**SHORT PROBLEM:** Reproduce every one of the following entries verbatim, line by line.

**PROVIDED RECORDS:**
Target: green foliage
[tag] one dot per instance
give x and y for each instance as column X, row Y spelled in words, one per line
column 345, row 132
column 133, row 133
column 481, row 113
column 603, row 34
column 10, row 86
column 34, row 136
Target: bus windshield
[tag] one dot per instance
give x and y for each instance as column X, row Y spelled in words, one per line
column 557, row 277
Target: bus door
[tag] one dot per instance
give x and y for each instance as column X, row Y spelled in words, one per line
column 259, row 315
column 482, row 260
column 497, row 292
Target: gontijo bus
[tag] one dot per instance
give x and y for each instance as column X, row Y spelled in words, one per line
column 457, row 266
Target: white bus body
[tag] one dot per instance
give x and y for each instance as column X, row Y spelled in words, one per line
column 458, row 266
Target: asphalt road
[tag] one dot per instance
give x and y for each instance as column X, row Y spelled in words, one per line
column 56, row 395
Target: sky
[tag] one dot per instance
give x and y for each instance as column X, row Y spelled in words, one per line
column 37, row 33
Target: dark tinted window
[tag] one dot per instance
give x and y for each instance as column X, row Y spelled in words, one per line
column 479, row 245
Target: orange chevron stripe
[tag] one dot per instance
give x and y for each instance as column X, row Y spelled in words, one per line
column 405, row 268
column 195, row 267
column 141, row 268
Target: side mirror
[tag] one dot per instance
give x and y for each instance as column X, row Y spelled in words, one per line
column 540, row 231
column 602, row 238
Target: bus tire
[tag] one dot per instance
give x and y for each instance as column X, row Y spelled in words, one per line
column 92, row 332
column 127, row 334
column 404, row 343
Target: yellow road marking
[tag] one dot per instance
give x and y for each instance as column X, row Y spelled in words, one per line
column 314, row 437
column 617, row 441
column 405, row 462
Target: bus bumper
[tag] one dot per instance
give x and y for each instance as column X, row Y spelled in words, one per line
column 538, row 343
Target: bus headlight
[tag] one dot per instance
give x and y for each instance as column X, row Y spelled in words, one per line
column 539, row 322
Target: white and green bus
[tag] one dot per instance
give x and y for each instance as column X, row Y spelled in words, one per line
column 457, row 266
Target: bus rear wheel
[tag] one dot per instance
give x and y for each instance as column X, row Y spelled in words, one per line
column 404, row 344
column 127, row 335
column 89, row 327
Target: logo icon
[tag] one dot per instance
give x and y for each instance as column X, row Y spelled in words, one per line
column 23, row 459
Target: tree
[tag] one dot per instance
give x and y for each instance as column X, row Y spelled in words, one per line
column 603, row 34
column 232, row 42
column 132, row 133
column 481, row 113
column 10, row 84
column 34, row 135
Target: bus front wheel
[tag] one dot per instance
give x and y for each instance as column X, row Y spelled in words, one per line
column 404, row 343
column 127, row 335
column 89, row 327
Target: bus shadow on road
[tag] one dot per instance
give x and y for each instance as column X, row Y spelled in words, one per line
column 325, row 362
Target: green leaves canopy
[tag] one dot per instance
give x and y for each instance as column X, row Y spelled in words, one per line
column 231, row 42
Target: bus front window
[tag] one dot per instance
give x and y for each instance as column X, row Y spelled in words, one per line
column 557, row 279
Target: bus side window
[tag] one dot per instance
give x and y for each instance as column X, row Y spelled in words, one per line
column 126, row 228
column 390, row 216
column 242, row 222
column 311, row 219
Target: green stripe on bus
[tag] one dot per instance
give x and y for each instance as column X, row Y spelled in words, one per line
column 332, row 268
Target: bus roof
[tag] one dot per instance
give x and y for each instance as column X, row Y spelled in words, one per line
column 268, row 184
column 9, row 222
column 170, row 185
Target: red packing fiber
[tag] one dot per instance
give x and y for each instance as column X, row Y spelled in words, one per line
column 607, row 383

**TASK ANSWER:**
Target: green foliage
[tag] one dot per instance
give x and y for each instance as column X, row Y spelled in words, one per line
column 345, row 132
column 133, row 133
column 481, row 113
column 603, row 34
column 10, row 86
column 34, row 136
Target: bus windshield
[tag] one dot per instance
give x and y for each instance as column X, row Y spelled in words, one per line
column 557, row 277
Target: bus door
[tag] one dot per instance
give x and y for each instance as column X, row Y spelled in words, one per line
column 259, row 315
column 482, row 260
column 497, row 292
Target: gontijo bus
[tag] one dot per instance
give x and y for each instance as column X, row Y spelled in words, one per line
column 457, row 266
Target: white bus body
[tag] one dot per instance
give x and y for each instance as column X, row Y spelled in words, one per line
column 458, row 266
Target: asphalt road
[tag] one dot per instance
give x and y for each instance as column X, row Y spelled in words, one per line
column 56, row 395
Target: sky
[tag] one dot per instance
give x and y for each instance as column X, row Y spelled in words, one per line
column 37, row 33
Target: dark tinted window
[tag] one dot per instance
give x and y for each instance as column X, row Y spelled in words, one per line
column 479, row 245
Target: orange chevron stripe
[tag] one dot per instance
give x and y for each instance as column X, row Y spelled in words, one per line
column 405, row 268
column 195, row 267
column 141, row 268
Target: side mirror
[tag] one dot per instance
give x and y for each instance as column X, row Y spelled in words, one per line
column 540, row 231
column 602, row 238
Target: bus tire
[tag] one dot per instance
give x and y for each instance as column X, row Y spelled in words, one per line
column 92, row 332
column 127, row 334
column 404, row 343
Target: yellow road marking
[tag] one dot per instance
give x and y for each instance as column X, row Y spelled in words, one per line
column 314, row 437
column 617, row 441
column 405, row 462
Target: bus bumper
[tag] one dot per instance
give x and y for each instance as column X, row Y spelled in words, one per line
column 538, row 343
Target: bus headlight
[tag] one dot per instance
give x and y for each instance as column X, row Y spelled in words, one per line
column 539, row 322
Target: white and green bus
[tag] one dot per instance
give x and y for each instance as column X, row Y spelled in words, one per line
column 457, row 266
Target: bus rear wheel
[tag] one dot per instance
give x and y for each instance as column X, row Y spelled in words, one per line
column 404, row 344
column 127, row 335
column 89, row 327
Target: logo icon
[tag] one dot per instance
give x and y for each instance as column X, row Y spelled in words, one per line
column 23, row 459
Target: tree
[tag] one dot per instance
give x and y for each instance as column X, row Y spelled in words, one per line
column 603, row 34
column 232, row 42
column 132, row 133
column 481, row 113
column 10, row 84
column 34, row 135
Target: bus front wheel
[tag] one dot per instance
give x and y for each instance as column X, row Y spelled in words, one per line
column 404, row 343
column 127, row 335
column 89, row 327
Target: bus shadow on road
[tag] one dot per instance
give x and y for each instance as column X, row Y spelled in words, one per line
column 325, row 362
Target: green leaves canopy
[tag] one dot per instance
give x and y for each instance as column X, row Y spelled in words, one per line
column 231, row 42
Target: bus front window
[tag] one dot per instance
give x and y for each instance as column X, row Y spelled in words, one per line
column 557, row 279
Target: bus side window
[tag] one dot per instance
give x and y for each instance as column X, row Y spelled in words, one per line
column 126, row 228
column 390, row 216
column 242, row 222
column 311, row 219
Target: green stripe on bus
[tag] one dot per instance
give x and y for each instance as column X, row Y spelled in words, one per line
column 332, row 268
Target: bus roof
[tag] one dot per instance
give x and y for each instance as column X, row Y spelled in words, one per line
column 268, row 184
column 9, row 222
column 170, row 185
Target: red packing fiber
[tag] one dot per instance
give x and y for each instance as column X, row Y spelled in words, one per line
column 607, row 383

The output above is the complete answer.